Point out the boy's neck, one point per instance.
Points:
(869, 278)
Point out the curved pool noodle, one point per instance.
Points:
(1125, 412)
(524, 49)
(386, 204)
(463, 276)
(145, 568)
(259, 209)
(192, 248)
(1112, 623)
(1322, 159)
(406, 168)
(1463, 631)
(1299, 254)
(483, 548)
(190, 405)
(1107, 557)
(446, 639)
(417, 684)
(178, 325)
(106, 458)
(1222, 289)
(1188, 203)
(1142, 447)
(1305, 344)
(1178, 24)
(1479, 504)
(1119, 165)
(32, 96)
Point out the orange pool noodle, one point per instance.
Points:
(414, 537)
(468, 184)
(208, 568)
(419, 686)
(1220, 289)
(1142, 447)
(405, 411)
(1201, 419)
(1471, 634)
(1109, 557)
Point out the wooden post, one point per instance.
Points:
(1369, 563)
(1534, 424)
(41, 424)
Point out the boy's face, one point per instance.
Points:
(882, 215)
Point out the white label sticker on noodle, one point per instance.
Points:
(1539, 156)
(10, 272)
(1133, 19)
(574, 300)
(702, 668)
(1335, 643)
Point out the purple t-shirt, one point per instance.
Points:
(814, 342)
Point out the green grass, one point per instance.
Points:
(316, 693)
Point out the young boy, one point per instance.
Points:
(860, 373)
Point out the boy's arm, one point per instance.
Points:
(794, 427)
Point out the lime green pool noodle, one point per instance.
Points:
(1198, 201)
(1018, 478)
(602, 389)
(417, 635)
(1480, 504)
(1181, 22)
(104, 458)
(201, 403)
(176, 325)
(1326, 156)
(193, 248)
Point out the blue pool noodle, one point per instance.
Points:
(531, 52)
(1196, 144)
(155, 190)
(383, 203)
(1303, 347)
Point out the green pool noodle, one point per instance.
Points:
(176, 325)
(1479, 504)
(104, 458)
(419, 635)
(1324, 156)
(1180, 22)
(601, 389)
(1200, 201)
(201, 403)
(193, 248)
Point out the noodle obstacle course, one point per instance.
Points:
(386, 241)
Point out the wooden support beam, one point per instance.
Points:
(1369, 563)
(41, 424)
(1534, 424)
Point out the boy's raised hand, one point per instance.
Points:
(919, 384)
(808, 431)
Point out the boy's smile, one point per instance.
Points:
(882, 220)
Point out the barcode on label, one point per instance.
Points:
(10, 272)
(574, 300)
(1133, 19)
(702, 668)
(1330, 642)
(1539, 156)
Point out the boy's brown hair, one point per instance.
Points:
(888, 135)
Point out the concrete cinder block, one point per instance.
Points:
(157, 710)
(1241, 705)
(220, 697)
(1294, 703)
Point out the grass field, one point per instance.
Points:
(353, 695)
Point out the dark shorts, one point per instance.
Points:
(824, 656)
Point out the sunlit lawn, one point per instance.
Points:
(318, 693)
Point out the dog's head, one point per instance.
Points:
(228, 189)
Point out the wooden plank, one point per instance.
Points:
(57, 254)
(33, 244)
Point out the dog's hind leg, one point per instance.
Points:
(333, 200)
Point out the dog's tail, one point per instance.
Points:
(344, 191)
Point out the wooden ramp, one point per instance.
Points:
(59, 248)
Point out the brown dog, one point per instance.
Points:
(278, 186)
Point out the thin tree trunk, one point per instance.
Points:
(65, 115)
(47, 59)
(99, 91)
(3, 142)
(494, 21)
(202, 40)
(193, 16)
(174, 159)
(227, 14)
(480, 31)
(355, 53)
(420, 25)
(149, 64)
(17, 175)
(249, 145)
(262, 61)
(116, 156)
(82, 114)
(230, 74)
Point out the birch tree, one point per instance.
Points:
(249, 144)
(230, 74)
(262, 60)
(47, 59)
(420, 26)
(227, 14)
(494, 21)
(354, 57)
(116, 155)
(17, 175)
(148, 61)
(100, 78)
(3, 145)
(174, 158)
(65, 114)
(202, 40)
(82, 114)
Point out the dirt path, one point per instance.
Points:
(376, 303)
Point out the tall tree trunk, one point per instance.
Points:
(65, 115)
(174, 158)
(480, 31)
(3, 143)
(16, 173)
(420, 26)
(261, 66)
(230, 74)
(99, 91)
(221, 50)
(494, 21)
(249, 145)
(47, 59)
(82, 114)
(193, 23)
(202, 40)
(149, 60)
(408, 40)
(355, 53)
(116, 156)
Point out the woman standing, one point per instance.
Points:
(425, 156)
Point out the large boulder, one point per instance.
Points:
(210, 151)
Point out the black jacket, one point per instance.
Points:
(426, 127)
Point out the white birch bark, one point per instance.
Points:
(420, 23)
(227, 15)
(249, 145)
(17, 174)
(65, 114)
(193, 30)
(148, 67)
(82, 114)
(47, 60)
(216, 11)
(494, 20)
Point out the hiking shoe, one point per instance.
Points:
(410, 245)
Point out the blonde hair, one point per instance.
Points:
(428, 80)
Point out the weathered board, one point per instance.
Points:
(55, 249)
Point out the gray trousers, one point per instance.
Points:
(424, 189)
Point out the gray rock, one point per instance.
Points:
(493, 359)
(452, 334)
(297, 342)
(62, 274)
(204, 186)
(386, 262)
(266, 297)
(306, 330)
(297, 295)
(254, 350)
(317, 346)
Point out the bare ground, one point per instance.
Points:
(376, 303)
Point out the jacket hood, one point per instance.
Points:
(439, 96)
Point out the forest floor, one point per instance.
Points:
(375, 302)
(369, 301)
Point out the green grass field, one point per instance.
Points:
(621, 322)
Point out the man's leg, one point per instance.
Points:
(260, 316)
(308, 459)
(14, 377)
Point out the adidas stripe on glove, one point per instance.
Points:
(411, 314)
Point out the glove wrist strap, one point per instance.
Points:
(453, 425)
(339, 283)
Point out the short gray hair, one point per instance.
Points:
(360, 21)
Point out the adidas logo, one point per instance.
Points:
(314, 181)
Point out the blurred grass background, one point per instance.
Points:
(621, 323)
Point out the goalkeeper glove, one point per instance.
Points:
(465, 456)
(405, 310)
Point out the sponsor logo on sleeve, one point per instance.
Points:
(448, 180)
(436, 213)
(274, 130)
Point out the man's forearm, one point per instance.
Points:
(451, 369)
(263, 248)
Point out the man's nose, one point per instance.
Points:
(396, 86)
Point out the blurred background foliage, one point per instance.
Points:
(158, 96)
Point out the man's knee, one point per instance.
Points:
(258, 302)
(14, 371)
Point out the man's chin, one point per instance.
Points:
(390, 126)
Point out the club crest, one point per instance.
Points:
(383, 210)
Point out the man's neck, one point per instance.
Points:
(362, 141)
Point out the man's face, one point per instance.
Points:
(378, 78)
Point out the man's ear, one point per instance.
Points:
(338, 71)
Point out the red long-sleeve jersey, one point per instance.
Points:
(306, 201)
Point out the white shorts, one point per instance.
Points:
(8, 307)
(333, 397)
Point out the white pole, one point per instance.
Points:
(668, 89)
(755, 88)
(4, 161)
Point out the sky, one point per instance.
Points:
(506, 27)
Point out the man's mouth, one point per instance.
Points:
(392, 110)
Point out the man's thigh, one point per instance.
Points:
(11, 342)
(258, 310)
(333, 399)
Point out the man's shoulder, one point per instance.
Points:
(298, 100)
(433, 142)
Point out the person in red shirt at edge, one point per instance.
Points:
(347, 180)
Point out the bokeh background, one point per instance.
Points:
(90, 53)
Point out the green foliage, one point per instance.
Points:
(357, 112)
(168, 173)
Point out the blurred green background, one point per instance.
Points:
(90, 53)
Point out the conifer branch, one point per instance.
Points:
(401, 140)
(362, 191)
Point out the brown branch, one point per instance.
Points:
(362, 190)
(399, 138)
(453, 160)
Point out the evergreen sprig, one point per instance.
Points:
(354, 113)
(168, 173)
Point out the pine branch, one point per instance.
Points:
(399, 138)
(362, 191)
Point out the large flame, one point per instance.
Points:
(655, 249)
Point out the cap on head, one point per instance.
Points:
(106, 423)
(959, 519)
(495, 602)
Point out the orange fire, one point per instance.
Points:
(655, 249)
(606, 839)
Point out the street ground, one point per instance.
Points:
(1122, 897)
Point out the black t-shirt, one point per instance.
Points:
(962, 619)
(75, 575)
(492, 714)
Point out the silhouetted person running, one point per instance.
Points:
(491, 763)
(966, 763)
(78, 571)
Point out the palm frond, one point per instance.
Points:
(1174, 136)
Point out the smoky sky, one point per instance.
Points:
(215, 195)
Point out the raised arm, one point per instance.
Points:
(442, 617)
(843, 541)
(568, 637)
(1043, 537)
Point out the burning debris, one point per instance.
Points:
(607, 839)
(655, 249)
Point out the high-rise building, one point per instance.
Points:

※ ※ ※

(Required action): Please return exactly the lines from the opening line of the data above through the line with "Point out the orange pool", both included and nothing else.

(Response area):
Point out the boy's neck, one point per instance.
Points:
(869, 278)
Point out the curved pool noodle, one point per instance.
Points:
(1125, 412)
(524, 49)
(386, 204)
(463, 276)
(145, 568)
(259, 209)
(192, 248)
(1112, 623)
(1322, 159)
(406, 168)
(1463, 631)
(1299, 254)
(483, 548)
(190, 405)
(1107, 557)
(446, 639)
(417, 684)
(178, 325)
(106, 458)
(1222, 289)
(1188, 203)
(1142, 447)
(1305, 344)
(1178, 24)
(1479, 504)
(1119, 165)
(32, 96)
Point out the orange pool noodle, one point per instance.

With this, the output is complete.